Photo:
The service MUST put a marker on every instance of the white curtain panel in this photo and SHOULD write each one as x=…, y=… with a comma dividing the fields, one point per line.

++++

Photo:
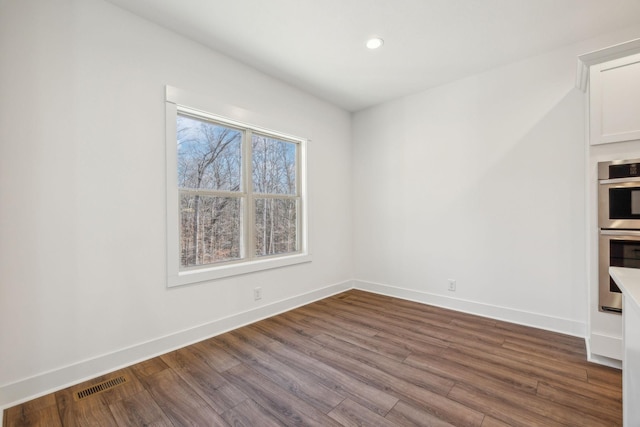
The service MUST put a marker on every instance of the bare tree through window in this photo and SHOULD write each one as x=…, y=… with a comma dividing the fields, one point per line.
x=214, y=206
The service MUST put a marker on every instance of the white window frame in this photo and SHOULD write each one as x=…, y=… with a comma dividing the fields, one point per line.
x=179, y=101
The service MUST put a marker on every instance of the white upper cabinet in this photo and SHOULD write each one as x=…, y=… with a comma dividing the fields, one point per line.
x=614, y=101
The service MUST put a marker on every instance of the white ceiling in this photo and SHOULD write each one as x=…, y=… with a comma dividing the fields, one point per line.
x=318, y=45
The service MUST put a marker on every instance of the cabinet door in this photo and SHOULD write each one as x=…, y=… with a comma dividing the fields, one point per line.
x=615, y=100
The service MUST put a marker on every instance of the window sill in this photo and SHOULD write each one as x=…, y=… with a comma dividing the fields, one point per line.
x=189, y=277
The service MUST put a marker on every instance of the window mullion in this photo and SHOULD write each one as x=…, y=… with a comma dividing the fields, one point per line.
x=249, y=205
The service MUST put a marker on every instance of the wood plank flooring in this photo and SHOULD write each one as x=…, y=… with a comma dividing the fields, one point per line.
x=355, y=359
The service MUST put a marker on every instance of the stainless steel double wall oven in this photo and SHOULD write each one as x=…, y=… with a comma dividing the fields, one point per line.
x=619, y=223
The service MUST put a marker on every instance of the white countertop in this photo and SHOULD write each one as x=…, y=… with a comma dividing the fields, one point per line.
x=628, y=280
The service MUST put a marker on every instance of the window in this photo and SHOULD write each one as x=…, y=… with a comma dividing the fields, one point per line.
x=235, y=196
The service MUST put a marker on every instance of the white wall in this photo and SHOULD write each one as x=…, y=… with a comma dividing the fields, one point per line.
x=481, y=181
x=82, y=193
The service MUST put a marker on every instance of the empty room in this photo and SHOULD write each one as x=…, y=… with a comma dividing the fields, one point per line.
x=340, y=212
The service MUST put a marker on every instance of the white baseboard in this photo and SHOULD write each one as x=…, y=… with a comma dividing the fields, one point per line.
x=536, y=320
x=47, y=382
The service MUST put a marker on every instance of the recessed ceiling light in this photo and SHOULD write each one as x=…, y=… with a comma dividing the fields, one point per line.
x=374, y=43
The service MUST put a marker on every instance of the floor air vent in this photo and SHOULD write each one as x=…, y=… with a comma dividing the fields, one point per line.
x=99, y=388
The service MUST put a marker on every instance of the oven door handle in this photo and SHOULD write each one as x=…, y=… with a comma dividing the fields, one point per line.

++++

Output everything in the listing from the line containing "of the wood" down to the line containing "x=619, y=223", both included, as a JSON list of strings with one string per line and blank lines omitted.

Output of the task:
[
  "The service MUST put a marker on every instance of the wood plank flooring in this photo and SHOULD write each one as x=…, y=… with a comma dividing the fields, one point per line.",
  "x=355, y=359",
  "The service MUST put a marker on every instance of the stainless steel double wall oven in this photo and SHOULD write each one as x=…, y=… with a comma dividing the fields, one point per line.",
  "x=619, y=223"
]